TO DO
Repeat verbatim the passage of the essay on the moon landings that opens with the words "Why Yes, I Did" and closes with "being an astronaut.".

*** READING TEXT

The Real False Narrative around the Moon Landings and Human Space Travel
Not a Triumph of "government SCIENCE(!)" - not by a long shot - but not fake, either
I really don’t have time for this kind of nonsense, but… once I get sucked in, my inner sperg-iness kicks in and I have to do my own version of “ack-CHUALLY” because I happen to know something about the subject at hand. And I can’t stand watching more ignorance make its way out into the world and infect decent minds with its utter inanity, even if its rhetorically cute and enjoyable.
Let me start by first saying that I enjoy a good conspiracy theory as much - and probably more than - most. I’ve lived several of them and I promise you my al-u-minium chapeau is at least as well-worn as yours. Matthew Louis wrote a piece for something called “Gallows Humor Mag” about the moon landing being faked and how that idea has caught on in “right-wing” blogosphere. It’s evidently caught on sufficiently that Matt Walsh of the Daily Wire felt compelled to weigh in on the subject and rail about it. (Disclaimer: I haven’t read Walsh’s piece, nor am I going to - I’m already far and above over my allotment of wasted time this week on this piece).
In my defense, the Gallows Humor piece has a great image on the article in the substack reader on my phone that doesn’t show up in this clip above, so I’m going to post it as part of my defense for why I went sort unintentionally down this hole of vacuousness in the first place.
Let me also say I enjoyed Matt Louis’ piece. I had several good chuckles. I enjoyed, for instance, several of the rhetorical tricks he uses to suggest that maybe-just-maybe-the-mouthbreather-conspiracy-wingnuts have a point about the so-called “lunar landing” while simultaneously suggesting that he’s smart enough to know better…maybe. But then I made the mistake of saying something “real” in the comments…Oy.
Why Yes, I Did Want to Be an Astronaut
I was born later in the same year Neil Armstrong allegedly took his “giant leap” for Mankind, 1969. If my local New England childhood culture was dominated by the Big Bad Bruins and Bobby Orr of the early-70’s, my broader American childhood identity was filled by my school with the “can-do” positivism that came in the aftermath of NASA’s great achievement… except that it wasn’t. It was no such thing. I didn’t find that out until much later in life, however, long after I’d given up my dreams of being an astronaut.

******
*** RECORD EXCERPTS

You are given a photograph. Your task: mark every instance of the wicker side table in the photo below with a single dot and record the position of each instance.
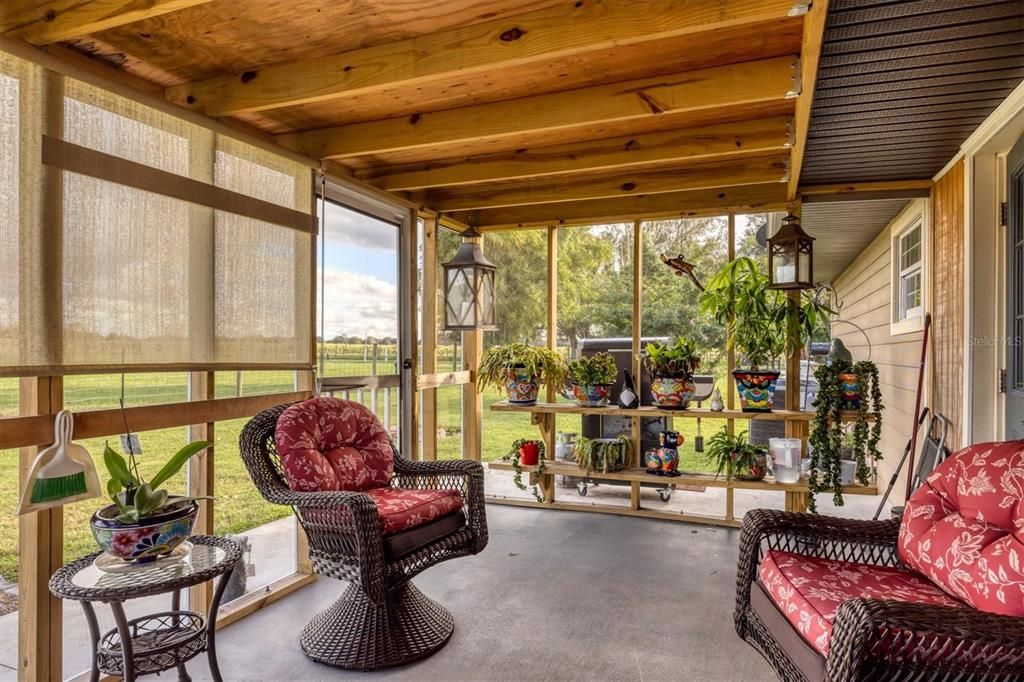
(160, 641)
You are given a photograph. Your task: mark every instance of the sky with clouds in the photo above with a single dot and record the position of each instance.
(360, 275)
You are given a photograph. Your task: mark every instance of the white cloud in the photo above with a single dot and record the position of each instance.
(359, 305)
(349, 228)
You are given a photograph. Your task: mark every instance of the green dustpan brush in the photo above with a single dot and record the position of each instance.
(61, 473)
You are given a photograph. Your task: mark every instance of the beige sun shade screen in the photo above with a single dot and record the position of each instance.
(143, 260)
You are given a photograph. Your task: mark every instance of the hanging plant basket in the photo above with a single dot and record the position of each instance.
(847, 427)
(756, 388)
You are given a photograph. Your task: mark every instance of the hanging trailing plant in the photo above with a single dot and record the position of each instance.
(514, 456)
(837, 394)
(603, 454)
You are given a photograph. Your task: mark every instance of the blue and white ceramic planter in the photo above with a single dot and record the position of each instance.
(150, 539)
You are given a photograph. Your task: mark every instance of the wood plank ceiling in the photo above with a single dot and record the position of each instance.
(494, 112)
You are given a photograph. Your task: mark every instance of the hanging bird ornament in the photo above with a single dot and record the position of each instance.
(838, 352)
(682, 268)
(717, 405)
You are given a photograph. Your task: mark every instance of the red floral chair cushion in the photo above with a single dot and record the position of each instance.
(400, 509)
(964, 527)
(330, 444)
(809, 590)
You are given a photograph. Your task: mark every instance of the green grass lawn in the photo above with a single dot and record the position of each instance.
(239, 506)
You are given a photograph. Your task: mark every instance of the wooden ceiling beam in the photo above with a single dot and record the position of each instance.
(725, 90)
(810, 54)
(604, 185)
(730, 140)
(768, 197)
(46, 23)
(566, 31)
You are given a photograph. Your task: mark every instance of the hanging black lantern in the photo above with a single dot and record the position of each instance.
(469, 291)
(791, 256)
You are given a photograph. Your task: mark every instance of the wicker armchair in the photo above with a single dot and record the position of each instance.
(870, 639)
(381, 620)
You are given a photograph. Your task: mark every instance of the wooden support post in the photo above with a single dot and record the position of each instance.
(546, 423)
(548, 430)
(795, 428)
(635, 425)
(730, 365)
(472, 401)
(409, 359)
(201, 476)
(40, 640)
(304, 381)
(428, 396)
(40, 540)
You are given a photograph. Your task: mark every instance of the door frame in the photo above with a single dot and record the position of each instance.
(336, 189)
(1015, 214)
(985, 261)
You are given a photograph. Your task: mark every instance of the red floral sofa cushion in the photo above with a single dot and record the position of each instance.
(400, 509)
(330, 444)
(809, 590)
(964, 527)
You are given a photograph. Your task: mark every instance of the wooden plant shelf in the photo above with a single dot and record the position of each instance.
(544, 416)
(654, 413)
(639, 474)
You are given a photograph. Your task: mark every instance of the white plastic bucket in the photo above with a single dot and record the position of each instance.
(784, 460)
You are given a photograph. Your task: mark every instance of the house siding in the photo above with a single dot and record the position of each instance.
(864, 326)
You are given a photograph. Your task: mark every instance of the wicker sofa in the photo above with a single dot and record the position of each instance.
(937, 596)
(372, 518)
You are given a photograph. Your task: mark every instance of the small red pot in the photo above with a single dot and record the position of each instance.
(529, 454)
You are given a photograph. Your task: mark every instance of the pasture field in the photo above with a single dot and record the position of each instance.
(239, 506)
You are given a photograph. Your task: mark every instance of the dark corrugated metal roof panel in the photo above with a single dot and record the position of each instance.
(843, 229)
(902, 83)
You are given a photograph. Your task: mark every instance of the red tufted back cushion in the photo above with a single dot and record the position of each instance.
(964, 528)
(331, 444)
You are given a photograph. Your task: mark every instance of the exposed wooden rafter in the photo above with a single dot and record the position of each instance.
(723, 90)
(566, 31)
(45, 23)
(765, 197)
(814, 29)
(734, 140)
(602, 185)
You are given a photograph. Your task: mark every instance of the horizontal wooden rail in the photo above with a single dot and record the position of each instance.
(425, 381)
(27, 431)
(332, 384)
(101, 166)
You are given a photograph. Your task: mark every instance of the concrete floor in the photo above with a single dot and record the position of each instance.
(554, 596)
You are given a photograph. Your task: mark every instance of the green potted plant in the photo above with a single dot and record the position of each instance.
(847, 426)
(758, 327)
(735, 456)
(520, 369)
(527, 453)
(603, 455)
(144, 521)
(591, 379)
(671, 369)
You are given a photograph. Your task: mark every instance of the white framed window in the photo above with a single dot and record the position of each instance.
(909, 269)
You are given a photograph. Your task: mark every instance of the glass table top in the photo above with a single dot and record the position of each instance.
(103, 576)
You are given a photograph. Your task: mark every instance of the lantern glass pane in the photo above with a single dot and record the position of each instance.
(784, 266)
(487, 297)
(459, 304)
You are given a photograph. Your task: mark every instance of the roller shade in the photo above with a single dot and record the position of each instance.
(133, 240)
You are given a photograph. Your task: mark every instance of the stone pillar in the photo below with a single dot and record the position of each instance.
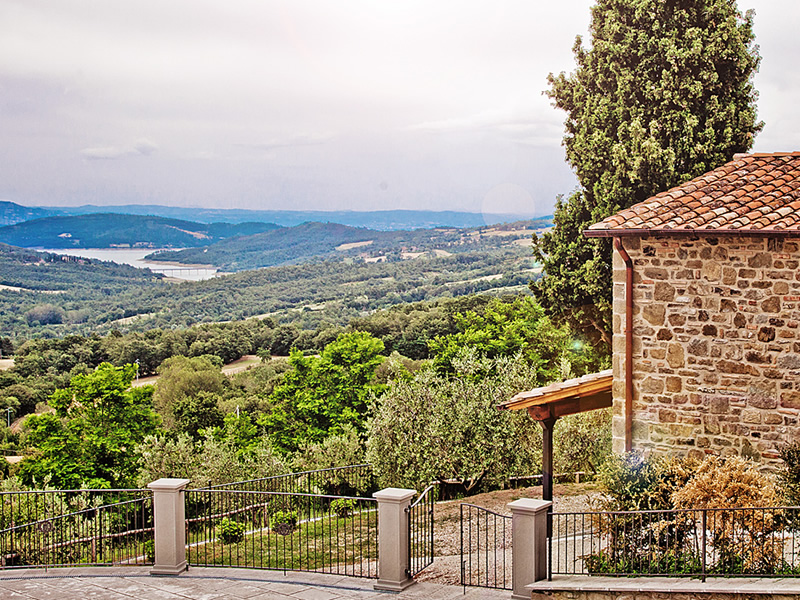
(529, 543)
(393, 539)
(169, 514)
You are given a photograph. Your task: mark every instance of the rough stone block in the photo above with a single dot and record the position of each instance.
(698, 347)
(760, 261)
(771, 304)
(654, 313)
(790, 400)
(675, 356)
(789, 361)
(663, 292)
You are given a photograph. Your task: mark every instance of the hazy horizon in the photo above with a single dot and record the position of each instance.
(309, 105)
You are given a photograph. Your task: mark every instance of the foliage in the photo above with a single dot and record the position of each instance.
(321, 395)
(181, 380)
(343, 507)
(89, 439)
(193, 414)
(208, 461)
(582, 442)
(789, 474)
(517, 328)
(635, 481)
(740, 541)
(283, 517)
(437, 427)
(664, 93)
(230, 532)
(730, 483)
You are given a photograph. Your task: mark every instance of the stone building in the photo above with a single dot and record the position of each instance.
(707, 313)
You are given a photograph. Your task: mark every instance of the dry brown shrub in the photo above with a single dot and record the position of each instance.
(744, 541)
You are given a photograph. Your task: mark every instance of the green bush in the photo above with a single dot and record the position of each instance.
(343, 507)
(230, 532)
(283, 521)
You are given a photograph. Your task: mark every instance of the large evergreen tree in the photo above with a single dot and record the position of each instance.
(663, 94)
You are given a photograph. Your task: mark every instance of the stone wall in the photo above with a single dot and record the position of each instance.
(716, 345)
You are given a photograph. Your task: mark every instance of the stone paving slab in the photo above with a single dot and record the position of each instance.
(208, 583)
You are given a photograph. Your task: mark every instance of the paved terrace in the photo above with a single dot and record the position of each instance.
(126, 583)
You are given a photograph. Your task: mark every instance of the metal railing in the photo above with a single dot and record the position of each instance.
(420, 531)
(282, 531)
(485, 548)
(352, 480)
(760, 542)
(76, 528)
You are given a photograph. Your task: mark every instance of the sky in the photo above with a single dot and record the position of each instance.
(310, 104)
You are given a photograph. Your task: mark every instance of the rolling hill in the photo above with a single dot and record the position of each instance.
(316, 241)
(107, 230)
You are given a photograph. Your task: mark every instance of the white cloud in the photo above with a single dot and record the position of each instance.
(142, 147)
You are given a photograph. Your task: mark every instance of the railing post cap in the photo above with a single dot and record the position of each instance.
(529, 505)
(394, 494)
(169, 484)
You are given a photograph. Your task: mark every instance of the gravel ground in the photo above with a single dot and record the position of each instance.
(496, 570)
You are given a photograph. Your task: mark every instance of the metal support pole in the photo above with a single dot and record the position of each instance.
(547, 457)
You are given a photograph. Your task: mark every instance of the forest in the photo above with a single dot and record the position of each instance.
(426, 374)
(46, 295)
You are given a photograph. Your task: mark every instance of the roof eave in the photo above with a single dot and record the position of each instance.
(626, 232)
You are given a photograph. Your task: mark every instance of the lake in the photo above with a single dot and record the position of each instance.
(135, 258)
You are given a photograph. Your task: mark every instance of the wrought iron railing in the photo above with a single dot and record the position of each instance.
(420, 531)
(485, 548)
(76, 528)
(352, 480)
(761, 542)
(282, 531)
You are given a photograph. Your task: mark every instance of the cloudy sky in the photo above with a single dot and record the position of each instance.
(309, 104)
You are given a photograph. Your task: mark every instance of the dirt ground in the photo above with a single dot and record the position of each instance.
(446, 568)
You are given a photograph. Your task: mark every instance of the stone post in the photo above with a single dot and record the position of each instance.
(169, 514)
(393, 539)
(529, 543)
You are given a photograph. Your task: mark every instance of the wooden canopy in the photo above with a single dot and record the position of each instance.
(547, 404)
(564, 397)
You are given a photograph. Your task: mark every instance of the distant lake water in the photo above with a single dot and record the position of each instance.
(135, 258)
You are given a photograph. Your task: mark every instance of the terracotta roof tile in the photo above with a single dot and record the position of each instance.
(754, 193)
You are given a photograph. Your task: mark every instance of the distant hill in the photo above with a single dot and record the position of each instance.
(382, 220)
(318, 241)
(105, 230)
(11, 213)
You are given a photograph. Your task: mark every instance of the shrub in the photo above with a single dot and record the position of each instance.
(230, 532)
(789, 475)
(634, 481)
(343, 507)
(283, 522)
(743, 540)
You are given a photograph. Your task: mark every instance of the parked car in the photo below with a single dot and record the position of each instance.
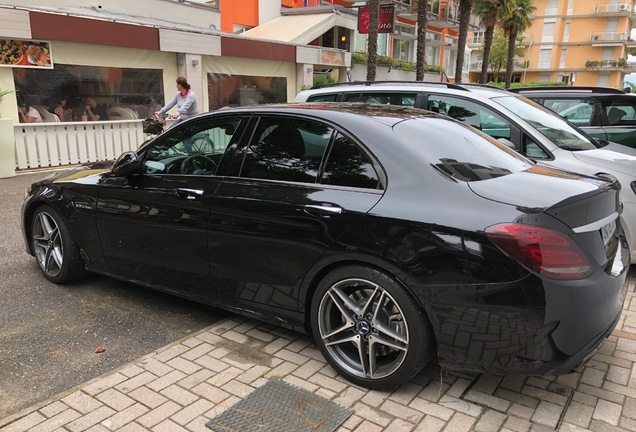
(391, 234)
(602, 112)
(529, 128)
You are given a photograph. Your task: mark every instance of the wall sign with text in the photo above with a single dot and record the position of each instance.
(386, 21)
(25, 53)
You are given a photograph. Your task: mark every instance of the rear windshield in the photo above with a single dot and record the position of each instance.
(459, 151)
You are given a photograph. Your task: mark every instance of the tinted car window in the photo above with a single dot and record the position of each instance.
(195, 149)
(286, 149)
(458, 151)
(471, 113)
(348, 165)
(552, 126)
(619, 111)
(577, 111)
(533, 150)
(323, 98)
(385, 98)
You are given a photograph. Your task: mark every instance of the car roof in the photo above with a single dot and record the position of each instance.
(567, 91)
(395, 112)
(416, 86)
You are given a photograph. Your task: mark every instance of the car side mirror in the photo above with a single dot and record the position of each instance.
(125, 164)
(507, 143)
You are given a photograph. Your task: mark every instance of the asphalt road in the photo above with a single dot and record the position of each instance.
(49, 333)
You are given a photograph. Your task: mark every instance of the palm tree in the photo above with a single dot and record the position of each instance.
(514, 24)
(421, 39)
(490, 12)
(372, 41)
(465, 8)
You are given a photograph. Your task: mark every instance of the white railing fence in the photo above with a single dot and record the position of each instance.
(58, 144)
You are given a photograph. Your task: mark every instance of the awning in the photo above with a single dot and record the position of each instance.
(300, 29)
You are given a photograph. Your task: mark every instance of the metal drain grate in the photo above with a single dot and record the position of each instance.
(278, 406)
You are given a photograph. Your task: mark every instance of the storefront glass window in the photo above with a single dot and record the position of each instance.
(240, 90)
(136, 90)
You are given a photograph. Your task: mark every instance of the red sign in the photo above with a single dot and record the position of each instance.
(386, 21)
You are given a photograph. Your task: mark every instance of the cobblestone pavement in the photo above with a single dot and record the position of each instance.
(184, 385)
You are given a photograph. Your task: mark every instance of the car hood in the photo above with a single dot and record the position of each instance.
(608, 159)
(537, 188)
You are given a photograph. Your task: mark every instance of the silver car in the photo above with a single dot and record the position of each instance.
(528, 127)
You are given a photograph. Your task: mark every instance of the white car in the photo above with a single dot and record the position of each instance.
(531, 129)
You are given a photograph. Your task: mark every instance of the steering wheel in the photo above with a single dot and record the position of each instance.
(197, 164)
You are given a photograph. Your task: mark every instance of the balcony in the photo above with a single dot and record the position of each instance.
(475, 66)
(440, 13)
(614, 9)
(620, 64)
(609, 38)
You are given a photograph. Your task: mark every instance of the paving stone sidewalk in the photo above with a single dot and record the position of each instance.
(184, 385)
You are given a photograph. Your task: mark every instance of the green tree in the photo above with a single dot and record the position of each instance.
(490, 12)
(372, 40)
(465, 9)
(514, 24)
(498, 58)
(421, 40)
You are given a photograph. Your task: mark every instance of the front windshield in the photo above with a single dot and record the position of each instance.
(551, 125)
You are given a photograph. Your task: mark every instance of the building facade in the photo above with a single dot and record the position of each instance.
(579, 42)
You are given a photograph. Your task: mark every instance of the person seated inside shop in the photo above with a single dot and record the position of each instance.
(27, 113)
(62, 109)
(94, 111)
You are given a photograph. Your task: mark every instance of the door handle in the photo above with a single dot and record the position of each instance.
(189, 193)
(322, 210)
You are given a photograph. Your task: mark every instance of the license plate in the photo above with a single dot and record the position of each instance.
(608, 231)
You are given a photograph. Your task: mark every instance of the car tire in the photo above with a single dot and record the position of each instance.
(55, 250)
(369, 328)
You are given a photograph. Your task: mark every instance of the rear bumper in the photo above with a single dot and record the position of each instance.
(514, 328)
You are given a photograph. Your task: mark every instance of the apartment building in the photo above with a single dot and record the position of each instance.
(583, 43)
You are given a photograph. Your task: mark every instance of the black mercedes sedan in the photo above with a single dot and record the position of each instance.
(392, 235)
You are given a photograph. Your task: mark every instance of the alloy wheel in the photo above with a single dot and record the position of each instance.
(363, 328)
(47, 244)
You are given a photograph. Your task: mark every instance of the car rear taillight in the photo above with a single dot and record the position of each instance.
(550, 253)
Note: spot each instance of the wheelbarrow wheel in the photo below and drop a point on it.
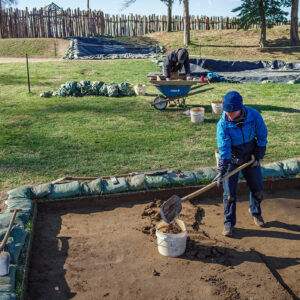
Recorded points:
(158, 105)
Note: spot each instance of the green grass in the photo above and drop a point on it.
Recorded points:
(44, 139)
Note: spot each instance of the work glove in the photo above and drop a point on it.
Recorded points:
(256, 163)
(259, 152)
(222, 168)
(218, 178)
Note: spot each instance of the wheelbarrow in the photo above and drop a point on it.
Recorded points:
(175, 91)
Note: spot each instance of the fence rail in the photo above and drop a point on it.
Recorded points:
(15, 23)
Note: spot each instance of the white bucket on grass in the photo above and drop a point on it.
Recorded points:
(140, 89)
(217, 107)
(197, 114)
(171, 244)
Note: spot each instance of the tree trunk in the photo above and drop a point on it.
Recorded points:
(186, 18)
(263, 32)
(294, 23)
(169, 25)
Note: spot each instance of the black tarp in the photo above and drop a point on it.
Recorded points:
(102, 48)
(246, 71)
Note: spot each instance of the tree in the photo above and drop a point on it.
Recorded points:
(264, 12)
(186, 20)
(294, 23)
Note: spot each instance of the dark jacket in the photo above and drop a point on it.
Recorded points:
(171, 63)
(238, 143)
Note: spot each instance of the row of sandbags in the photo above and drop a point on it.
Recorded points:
(96, 88)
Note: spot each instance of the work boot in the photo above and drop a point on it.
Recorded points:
(259, 221)
(227, 231)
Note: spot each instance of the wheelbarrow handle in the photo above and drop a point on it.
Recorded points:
(3, 242)
(213, 184)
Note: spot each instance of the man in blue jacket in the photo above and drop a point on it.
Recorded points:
(174, 62)
(241, 132)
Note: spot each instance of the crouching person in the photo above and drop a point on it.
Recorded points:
(241, 132)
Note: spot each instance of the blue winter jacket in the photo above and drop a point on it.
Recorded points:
(238, 143)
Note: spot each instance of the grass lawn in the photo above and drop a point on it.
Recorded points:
(44, 139)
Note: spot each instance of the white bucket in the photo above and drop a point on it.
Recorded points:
(140, 89)
(197, 114)
(171, 244)
(217, 155)
(217, 107)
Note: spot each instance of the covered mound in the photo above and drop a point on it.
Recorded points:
(101, 48)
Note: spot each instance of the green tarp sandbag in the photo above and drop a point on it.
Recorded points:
(183, 177)
(112, 90)
(41, 190)
(94, 187)
(7, 296)
(22, 192)
(137, 182)
(7, 283)
(5, 218)
(272, 170)
(291, 166)
(65, 190)
(19, 203)
(209, 173)
(110, 188)
(157, 180)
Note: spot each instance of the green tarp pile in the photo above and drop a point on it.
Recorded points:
(95, 88)
(23, 198)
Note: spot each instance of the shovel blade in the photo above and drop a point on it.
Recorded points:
(171, 208)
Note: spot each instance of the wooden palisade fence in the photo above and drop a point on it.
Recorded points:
(15, 23)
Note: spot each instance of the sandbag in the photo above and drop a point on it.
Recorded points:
(209, 173)
(272, 170)
(291, 166)
(7, 283)
(137, 182)
(157, 180)
(112, 90)
(109, 187)
(41, 190)
(22, 192)
(187, 177)
(94, 187)
(65, 190)
(19, 203)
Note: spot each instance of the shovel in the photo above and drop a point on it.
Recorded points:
(172, 207)
(4, 256)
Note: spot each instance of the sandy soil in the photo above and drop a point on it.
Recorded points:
(111, 253)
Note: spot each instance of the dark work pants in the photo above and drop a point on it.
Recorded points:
(254, 181)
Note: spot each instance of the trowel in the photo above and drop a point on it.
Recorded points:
(5, 256)
(172, 207)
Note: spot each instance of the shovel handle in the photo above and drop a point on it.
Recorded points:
(214, 183)
(3, 243)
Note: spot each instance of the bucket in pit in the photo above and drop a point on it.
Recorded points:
(140, 89)
(217, 107)
(197, 114)
(171, 244)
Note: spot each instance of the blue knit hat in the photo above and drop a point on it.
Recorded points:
(232, 101)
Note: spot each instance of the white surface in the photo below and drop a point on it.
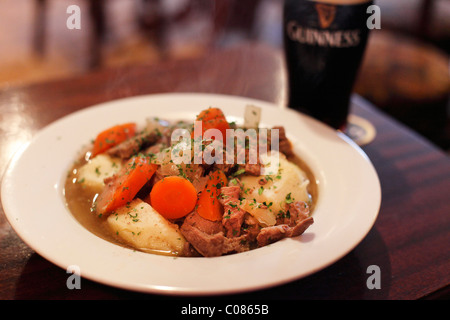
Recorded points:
(33, 200)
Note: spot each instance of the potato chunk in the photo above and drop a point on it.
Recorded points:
(96, 170)
(265, 196)
(140, 226)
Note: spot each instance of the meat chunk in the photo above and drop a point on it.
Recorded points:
(205, 236)
(293, 223)
(133, 145)
(233, 216)
(208, 238)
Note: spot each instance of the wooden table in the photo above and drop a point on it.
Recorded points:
(409, 241)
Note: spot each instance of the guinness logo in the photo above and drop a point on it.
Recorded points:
(326, 13)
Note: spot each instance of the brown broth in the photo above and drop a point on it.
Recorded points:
(79, 200)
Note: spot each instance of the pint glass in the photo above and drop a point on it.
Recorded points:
(324, 44)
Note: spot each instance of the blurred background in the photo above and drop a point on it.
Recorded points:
(405, 72)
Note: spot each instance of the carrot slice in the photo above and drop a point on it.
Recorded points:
(127, 183)
(208, 205)
(212, 118)
(113, 136)
(173, 197)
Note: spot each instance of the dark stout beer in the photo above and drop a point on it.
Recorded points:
(324, 44)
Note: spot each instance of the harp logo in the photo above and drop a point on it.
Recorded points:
(326, 13)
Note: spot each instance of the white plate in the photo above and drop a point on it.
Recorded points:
(33, 200)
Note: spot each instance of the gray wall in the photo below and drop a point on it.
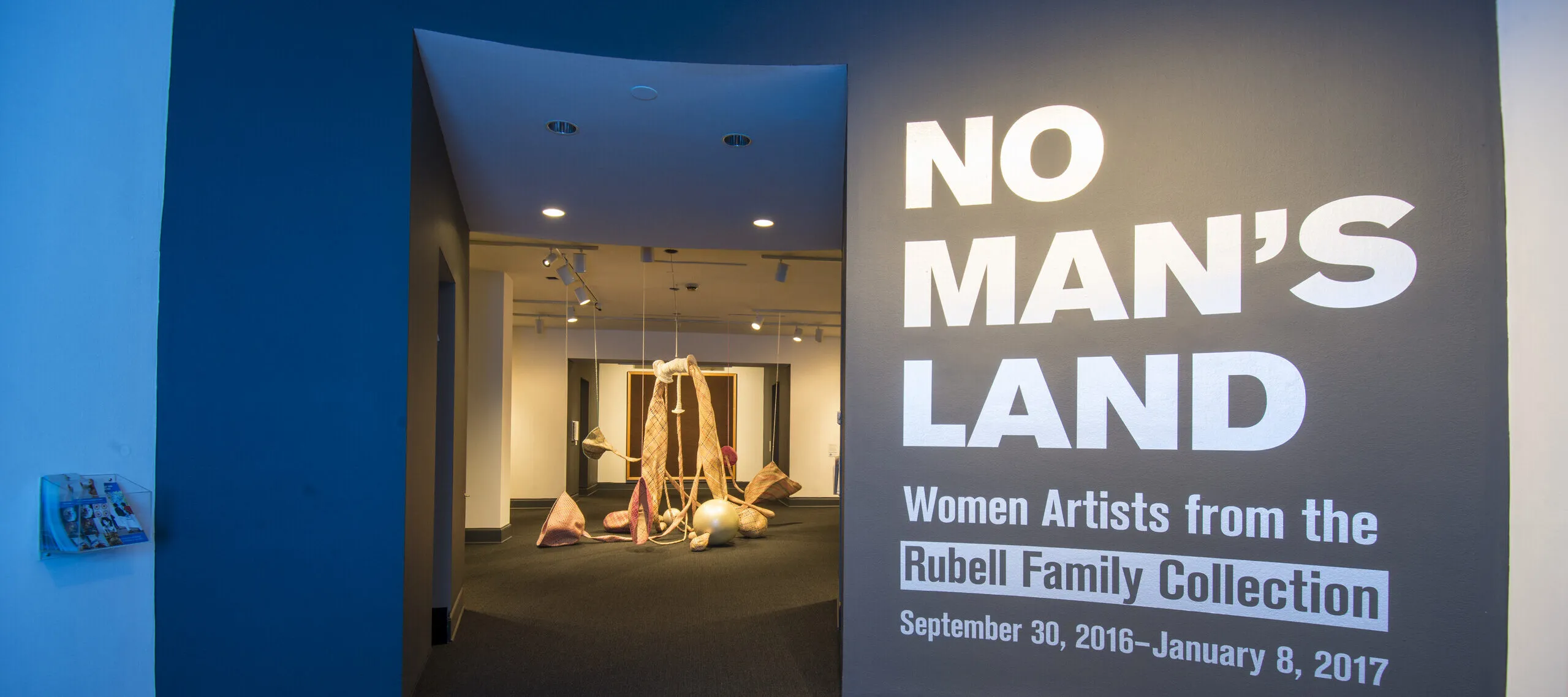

******

TASK RESULT
Why Yes, I Did Want to Be an Astronaut
I was born later in the same year Neil Armstrong allegedly took his “giant leap” for Mankind, 1969. If my local New England childhood culture was dominated by the Big Bad Bruins and Bobby Orr of the early-70’s, my broader American childhood identity was filled by my school with the “can-do” positivism that came in the aftermath of NASA’s great achievement… except that it wasn’t. It was no such thing. I didn’t find that out until much later in life, however, long after I’d given up my dreams of being an astronaut.